DATA EXTRACT:

==*==

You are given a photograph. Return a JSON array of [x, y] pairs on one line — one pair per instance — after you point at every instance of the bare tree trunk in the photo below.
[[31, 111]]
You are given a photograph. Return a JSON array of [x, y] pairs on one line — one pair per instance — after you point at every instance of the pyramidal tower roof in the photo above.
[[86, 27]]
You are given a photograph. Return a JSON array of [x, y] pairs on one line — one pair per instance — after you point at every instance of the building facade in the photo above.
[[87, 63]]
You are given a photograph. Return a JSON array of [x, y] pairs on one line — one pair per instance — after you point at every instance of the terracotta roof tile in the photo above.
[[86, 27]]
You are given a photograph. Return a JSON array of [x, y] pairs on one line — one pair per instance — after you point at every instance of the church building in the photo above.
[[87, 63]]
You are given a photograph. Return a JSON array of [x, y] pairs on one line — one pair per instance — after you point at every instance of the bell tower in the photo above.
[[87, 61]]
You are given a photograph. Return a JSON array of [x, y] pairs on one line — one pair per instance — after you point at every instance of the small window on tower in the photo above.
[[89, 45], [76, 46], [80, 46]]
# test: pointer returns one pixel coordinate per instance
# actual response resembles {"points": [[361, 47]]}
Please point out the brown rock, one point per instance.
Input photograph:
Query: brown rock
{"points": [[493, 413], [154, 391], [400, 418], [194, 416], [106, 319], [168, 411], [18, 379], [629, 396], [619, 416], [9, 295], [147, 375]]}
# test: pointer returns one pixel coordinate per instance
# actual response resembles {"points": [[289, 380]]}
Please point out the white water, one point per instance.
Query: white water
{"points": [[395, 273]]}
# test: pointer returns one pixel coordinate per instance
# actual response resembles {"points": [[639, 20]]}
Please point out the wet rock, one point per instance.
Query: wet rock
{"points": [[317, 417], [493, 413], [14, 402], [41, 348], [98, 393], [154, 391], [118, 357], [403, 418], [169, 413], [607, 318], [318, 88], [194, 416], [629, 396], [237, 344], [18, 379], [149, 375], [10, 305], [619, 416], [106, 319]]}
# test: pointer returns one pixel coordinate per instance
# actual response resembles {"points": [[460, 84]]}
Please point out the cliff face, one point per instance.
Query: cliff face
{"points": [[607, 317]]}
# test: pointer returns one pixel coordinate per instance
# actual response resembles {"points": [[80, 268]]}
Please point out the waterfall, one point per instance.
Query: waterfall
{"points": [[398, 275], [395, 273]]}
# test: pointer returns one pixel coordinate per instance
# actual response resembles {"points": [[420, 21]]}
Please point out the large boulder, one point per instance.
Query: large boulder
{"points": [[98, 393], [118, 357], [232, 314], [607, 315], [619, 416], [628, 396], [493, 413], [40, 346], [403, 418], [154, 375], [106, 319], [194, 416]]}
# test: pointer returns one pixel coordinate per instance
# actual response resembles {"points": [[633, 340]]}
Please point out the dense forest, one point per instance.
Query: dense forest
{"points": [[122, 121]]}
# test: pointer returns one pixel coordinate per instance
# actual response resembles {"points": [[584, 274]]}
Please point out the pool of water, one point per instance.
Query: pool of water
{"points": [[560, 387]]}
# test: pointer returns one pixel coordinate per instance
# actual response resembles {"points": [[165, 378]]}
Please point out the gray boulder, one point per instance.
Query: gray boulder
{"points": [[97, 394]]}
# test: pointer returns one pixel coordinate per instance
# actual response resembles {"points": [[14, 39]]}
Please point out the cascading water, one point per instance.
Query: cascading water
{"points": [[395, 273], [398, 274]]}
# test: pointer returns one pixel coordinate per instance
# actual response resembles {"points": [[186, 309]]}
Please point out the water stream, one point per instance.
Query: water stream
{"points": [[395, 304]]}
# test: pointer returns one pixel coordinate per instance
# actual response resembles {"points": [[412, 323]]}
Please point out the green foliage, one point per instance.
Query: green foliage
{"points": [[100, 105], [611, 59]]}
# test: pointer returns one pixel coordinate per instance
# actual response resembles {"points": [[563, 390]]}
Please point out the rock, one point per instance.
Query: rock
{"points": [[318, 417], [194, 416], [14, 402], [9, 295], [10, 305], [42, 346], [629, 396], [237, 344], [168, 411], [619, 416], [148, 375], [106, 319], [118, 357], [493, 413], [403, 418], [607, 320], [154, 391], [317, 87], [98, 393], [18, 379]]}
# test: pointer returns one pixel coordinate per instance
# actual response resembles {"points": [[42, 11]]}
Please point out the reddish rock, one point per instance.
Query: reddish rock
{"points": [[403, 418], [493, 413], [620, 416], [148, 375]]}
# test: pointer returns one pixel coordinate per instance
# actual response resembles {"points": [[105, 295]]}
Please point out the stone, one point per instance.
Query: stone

==*==

GOAL OF THE EXERCISE:
Every record above belongs in the answer, reproduced exactly.

RESPONSE FOR THIS EXERCISE:
You are given a photograph. Return a JSON array of [x, y] pairs on one line — one pair per instance — after you point at every instance of the bare tree trunk in the photo below.
[[31, 111]]
You are given a photograph. Return a JSON array of [x, y] pairs on one line — one pair per instance — after you point at every instance of the pyramidal tower roof in the photo above.
[[86, 27]]
You are given a photograph. Return a JSON array of [x, y] pairs on one line — one pair per instance — after you point at every instance of the building facade in the photo above.
[[87, 63]]
You are given a photograph. Return a JSON array of [x, y] pairs on one line — one pair per instance — after you point at every instance of the terracotta roof tile in the photo above.
[[86, 27]]
You are given a photograph. Return a JSON array of [x, y] pairs on one line — one pair per instance — after you point at every instance of the church building in the photo above.
[[87, 63]]
You are given a photograph. Return a JSON array of [x, y] pairs on one line — one pair per instance — after you point at every instance of the bell tower in the photo above.
[[87, 61]]
You are given a photograph. Return a JSON array of [x, y] pairs on one line — one pair per instance — after you point at every instance of the small window on tower in the photo above.
[[89, 45], [76, 46], [80, 46]]
# test: pointer returns one pixel coordinate per instance
# actual response resembles {"points": [[361, 47]]}
Please point out the brown rock, one point per instance.
Input photograph:
Query: brown rock
{"points": [[493, 413], [154, 391], [400, 418], [194, 416], [106, 319], [168, 411], [18, 379], [629, 396], [619, 416], [9, 295], [147, 375]]}
# test: pointer returns one pixel coordinate per instance
# actual response resembles {"points": [[289, 380]]}
Please point out the white water, one point per instance.
Query: white water
{"points": [[395, 273]]}
# test: pointer returns one pixel coordinate per instance
# actual response resembles {"points": [[639, 20]]}
Please point out the wet rock, one point per instance.
Query: wet rock
{"points": [[317, 417], [493, 413], [14, 402], [41, 348], [98, 393], [154, 391], [118, 357], [403, 418], [169, 413], [607, 318], [318, 88], [194, 416], [629, 396], [237, 344], [18, 379], [149, 375], [10, 305], [619, 416], [106, 319]]}
# test: pointer returns one pixel coordinate per instance
# actual response resembles {"points": [[460, 84]]}
Please point out the cliff face, one point per instance.
Query: cliff face
{"points": [[607, 317]]}
# test: pointer returns one pixel coordinate per instance
# actual response resembles {"points": [[80, 268]]}
Please point out the waterfall, one point per instance.
Query: waterfall
{"points": [[398, 275], [395, 273]]}
# test: pointer returns one pixel coordinate per instance
# actual response resembles {"points": [[420, 21]]}
Please point out the large boulder, one point per instance.
Query: large boulder
{"points": [[98, 393], [118, 357], [232, 314], [607, 315], [619, 416], [628, 396], [493, 413], [40, 346], [403, 418], [154, 375], [106, 319], [194, 416]]}
# test: pointer returns one pixel coordinate per instance
# actual response resembles {"points": [[633, 340]]}
Please point out the dense forest, one point per instance.
Query: dense forest
{"points": [[122, 121]]}
# test: pointer returns one pixel coordinate per instance
# actual response resembles {"points": [[584, 274]]}
Please point out the pool of water, one point per instance.
Query: pool of water
{"points": [[560, 387]]}
# test: pointer returns one pixel coordinate per instance
# actual response resembles {"points": [[165, 378]]}
Please point out the gray boulder, one point per instance.
Query: gray boulder
{"points": [[97, 394]]}
# test: pointer returns one pixel coordinate per instance
# actual response resembles {"points": [[14, 39]]}
Please point out the cascading water, one point per instance.
Query: cascading water
{"points": [[395, 273], [398, 274]]}
# test: pointer returns one pixel coordinate per instance
# actual response resembles {"points": [[186, 309]]}
Please point out the water stream, one point per instance.
Query: water stream
{"points": [[395, 304]]}
# test: pointer returns one pixel coordinate per instance
# actual response resembles {"points": [[412, 323]]}
Please point out the green foliage, one point per instance.
Query: green foliage
{"points": [[100, 105], [611, 59]]}
# test: pointer returns one pixel coordinate per instance
# actual response resembles {"points": [[563, 390]]}
Please point out the rock, one point per instance.
Query: rock
{"points": [[318, 417], [194, 416], [14, 402], [9, 295], [10, 305], [42, 346], [629, 396], [237, 344], [168, 411], [619, 416], [148, 375], [106, 319], [118, 357], [493, 413], [403, 418], [607, 320], [154, 391], [317, 87], [98, 393], [18, 379]]}
# test: pointer returns one pixel coordinate per instance
# actual response resembles {"points": [[42, 11]]}
Please point out the reddish rock, one point per instance.
Query: reddish rock
{"points": [[403, 418], [493, 413], [620, 416], [148, 375]]}
# test: pointer returns one pixel coordinate per instance
# actual response resembles {"points": [[105, 295]]}
Please point out the stone, one point per instance.
Query: stone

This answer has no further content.